## TEXT PROVIDED
------------------------
VA_S3

This summer, many parts of Montana may face severe thunderstorms, hail, and flooding. Attorney General Tim Fox and his Office of Consumer Protection remind consumers to exercise great caution while hiring contractors to repair damage to their homes. “Fly by night” contractors, or “storm chasers,” swarm Montana communities after natural disasters, eager to claim folks’ insurance checks and hard-earned money.

“Don’t get taken advantage of this summer by shady contractors,” Attorney General Tim Fox said. “Be wary of individuals who use high pressure sales tactics, offer very low bids, or claim they just finished a job nearby and have materials left over so they can do your job for a discount.  if you have any questions about how to select a reputable contractor, be sure to contact my Office of Consumer Protection,” Fox added.

When hiring a contractor, make sure you follow these steps: 

  1. Research similar projects. Learn the best way to complete it and how much it should cost.
  2. Consider local, reputable contactors. Check their registration by calling the Department of Labor and Industry at 406-444-7734 or checking online at www.mtcontractor.com. 
  3. Get at least three written bids. A bid is not a contract; you’re not obligated to do business with someone just because you have their bid.
  4. Check references
  5. Call the Office of Consumer Protection at 406-444-4500 and ask if there are any complaints about the contractor you are considering.
------------------------
## DATA BLOCK
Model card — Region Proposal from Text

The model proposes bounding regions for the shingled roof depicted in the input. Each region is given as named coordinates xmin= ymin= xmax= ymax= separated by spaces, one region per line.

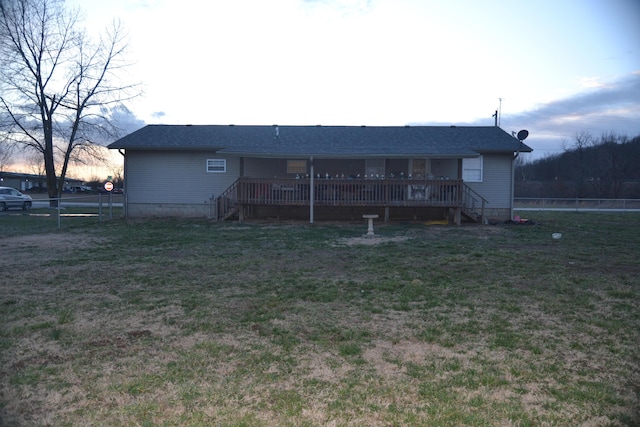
xmin=109 ymin=125 xmax=532 ymax=158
------------------------
## TO-DO LIST
1 > According to the notice on hiring storm-repair contractors, what phone number reaches the Department of Labor and Industry for checking a contractor's registration?
2 > Carry on the notice about hiring storm-repair contractors, picking up after its fifth listed step.

## RESULTS FOR EACH TASK
1 > 406-444-7734

2 >
  6. Require proof that the contractor is insured and bonded. Otherwise, you may be liable for injuries to workers or others on your property. Ask to see the actual bond document and call the bonding company to confirm what it covers.
  7. Don’t pay 100% up front. While a down payment may be necessary, payments should be distributed over the course of the project.
  8. Insist upon a written contract that includes:  Start and end date of the project, payment schedule, a list of materials (quality, grade and cost), any guarantees or warranties, and who will be responsible for necessary licenses and permits.
  9. Get the start and end date in writing and signed by both parties. If no project dates are put in writing, your project could be put off indefinitely.
  10. Ask if subcontractors will be used in any part of your project. If so, require proof they are registered, insured and bonded.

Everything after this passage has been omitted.